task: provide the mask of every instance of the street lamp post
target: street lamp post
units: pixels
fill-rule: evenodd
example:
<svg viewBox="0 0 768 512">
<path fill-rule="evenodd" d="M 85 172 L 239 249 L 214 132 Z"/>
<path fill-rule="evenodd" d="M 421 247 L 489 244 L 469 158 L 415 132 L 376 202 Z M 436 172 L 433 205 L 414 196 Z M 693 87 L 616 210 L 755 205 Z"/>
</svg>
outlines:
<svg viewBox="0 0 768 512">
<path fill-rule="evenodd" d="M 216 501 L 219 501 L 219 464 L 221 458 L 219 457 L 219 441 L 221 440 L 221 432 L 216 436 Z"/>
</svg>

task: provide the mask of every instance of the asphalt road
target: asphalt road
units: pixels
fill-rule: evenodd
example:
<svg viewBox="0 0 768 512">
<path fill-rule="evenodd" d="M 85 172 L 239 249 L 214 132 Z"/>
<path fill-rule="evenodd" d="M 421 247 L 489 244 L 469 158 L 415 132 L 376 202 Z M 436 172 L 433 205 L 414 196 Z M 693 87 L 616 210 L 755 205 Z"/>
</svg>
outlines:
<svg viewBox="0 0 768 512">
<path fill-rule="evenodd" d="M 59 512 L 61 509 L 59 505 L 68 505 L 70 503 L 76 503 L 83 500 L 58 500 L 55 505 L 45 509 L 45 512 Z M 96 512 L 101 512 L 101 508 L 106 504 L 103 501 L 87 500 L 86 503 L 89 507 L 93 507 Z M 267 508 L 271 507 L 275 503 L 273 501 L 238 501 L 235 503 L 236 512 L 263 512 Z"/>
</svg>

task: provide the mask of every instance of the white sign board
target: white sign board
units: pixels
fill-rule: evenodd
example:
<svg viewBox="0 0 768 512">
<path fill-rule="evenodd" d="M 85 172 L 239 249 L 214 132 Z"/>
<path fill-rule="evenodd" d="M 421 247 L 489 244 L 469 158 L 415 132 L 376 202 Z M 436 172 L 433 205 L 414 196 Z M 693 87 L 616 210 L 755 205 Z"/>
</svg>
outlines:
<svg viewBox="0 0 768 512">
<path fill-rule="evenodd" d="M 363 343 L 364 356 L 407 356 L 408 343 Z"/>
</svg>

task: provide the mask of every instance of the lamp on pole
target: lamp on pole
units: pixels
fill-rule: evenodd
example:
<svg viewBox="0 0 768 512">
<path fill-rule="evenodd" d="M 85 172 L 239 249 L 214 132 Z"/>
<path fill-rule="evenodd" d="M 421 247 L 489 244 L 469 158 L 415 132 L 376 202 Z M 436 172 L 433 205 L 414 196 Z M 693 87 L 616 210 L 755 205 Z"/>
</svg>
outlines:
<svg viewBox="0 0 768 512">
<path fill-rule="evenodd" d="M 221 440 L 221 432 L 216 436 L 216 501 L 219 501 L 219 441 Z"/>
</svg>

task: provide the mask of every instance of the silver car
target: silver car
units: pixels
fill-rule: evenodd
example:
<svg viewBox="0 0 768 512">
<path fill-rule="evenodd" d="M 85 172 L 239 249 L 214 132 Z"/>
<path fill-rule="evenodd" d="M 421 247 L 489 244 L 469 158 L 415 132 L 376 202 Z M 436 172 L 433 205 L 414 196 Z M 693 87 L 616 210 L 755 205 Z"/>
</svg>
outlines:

=======

*YOUR TASK*
All the data above is to be given again, exactly.

*RESULT OF THE TASK*
task: provide the mask of every instance of the street lamp post
target: street lamp post
units: pixels
fill-rule: evenodd
example:
<svg viewBox="0 0 768 512">
<path fill-rule="evenodd" d="M 85 172 L 239 249 L 214 132 Z"/>
<path fill-rule="evenodd" d="M 421 247 L 489 244 L 469 158 L 415 132 L 376 202 Z M 436 172 L 433 205 L 414 196 Z M 693 87 L 616 210 L 755 205 Z"/>
</svg>
outlines:
<svg viewBox="0 0 768 512">
<path fill-rule="evenodd" d="M 216 501 L 219 501 L 219 464 L 221 458 L 219 457 L 219 441 L 221 440 L 221 432 L 216 436 Z"/>
</svg>

task: provide the mask of every instance of the asphalt road
target: asphalt road
units: pixels
fill-rule: evenodd
example:
<svg viewBox="0 0 768 512">
<path fill-rule="evenodd" d="M 85 172 L 239 249 L 214 132 Z"/>
<path fill-rule="evenodd" d="M 421 247 L 489 244 L 469 158 L 415 132 L 376 202 Z M 436 172 L 433 205 L 414 196 Z M 693 87 L 616 210 L 755 205 Z"/>
</svg>
outlines:
<svg viewBox="0 0 768 512">
<path fill-rule="evenodd" d="M 59 512 L 61 509 L 59 505 L 68 505 L 70 503 L 76 503 L 83 500 L 58 500 L 55 505 L 45 509 L 45 512 Z M 96 512 L 101 512 L 101 508 L 106 504 L 103 501 L 87 500 L 86 503 L 89 507 L 93 507 Z M 267 508 L 271 507 L 275 503 L 273 501 L 238 501 L 235 503 L 236 512 L 263 512 Z"/>
</svg>

task: provide the mask of every instance of the white sign board
target: white sign board
units: pixels
fill-rule: evenodd
example:
<svg viewBox="0 0 768 512">
<path fill-rule="evenodd" d="M 85 172 L 239 249 L 214 132 Z"/>
<path fill-rule="evenodd" d="M 421 247 L 489 244 L 469 158 L 415 132 L 376 202 Z M 436 172 L 433 205 L 414 196 Z M 693 87 L 616 210 L 755 205 Z"/>
</svg>
outlines:
<svg viewBox="0 0 768 512">
<path fill-rule="evenodd" d="M 363 343 L 364 356 L 407 356 L 408 343 Z"/>
</svg>

task: provide the mask of every instance of the lamp on pole
target: lamp on pole
units: pixels
fill-rule: evenodd
example:
<svg viewBox="0 0 768 512">
<path fill-rule="evenodd" d="M 85 172 L 239 249 L 214 132 Z"/>
<path fill-rule="evenodd" d="M 421 247 L 489 244 L 469 158 L 415 132 L 376 202 Z M 436 172 L 433 205 L 414 196 Z M 693 87 L 616 210 L 755 205 Z"/>
</svg>
outlines:
<svg viewBox="0 0 768 512">
<path fill-rule="evenodd" d="M 221 440 L 221 432 L 216 436 L 216 501 L 219 501 L 219 441 Z"/>
</svg>

task: provide the mask of every instance of the silver car
target: silver car
units: pixels
fill-rule: evenodd
example:
<svg viewBox="0 0 768 512">
<path fill-rule="evenodd" d="M 85 172 L 239 249 L 214 132 Z"/>
<path fill-rule="evenodd" d="M 421 247 L 489 244 L 469 158 L 415 132 L 376 202 Z M 436 172 L 433 205 L 414 196 Z M 693 87 L 616 210 L 755 205 Z"/>
</svg>
outlines:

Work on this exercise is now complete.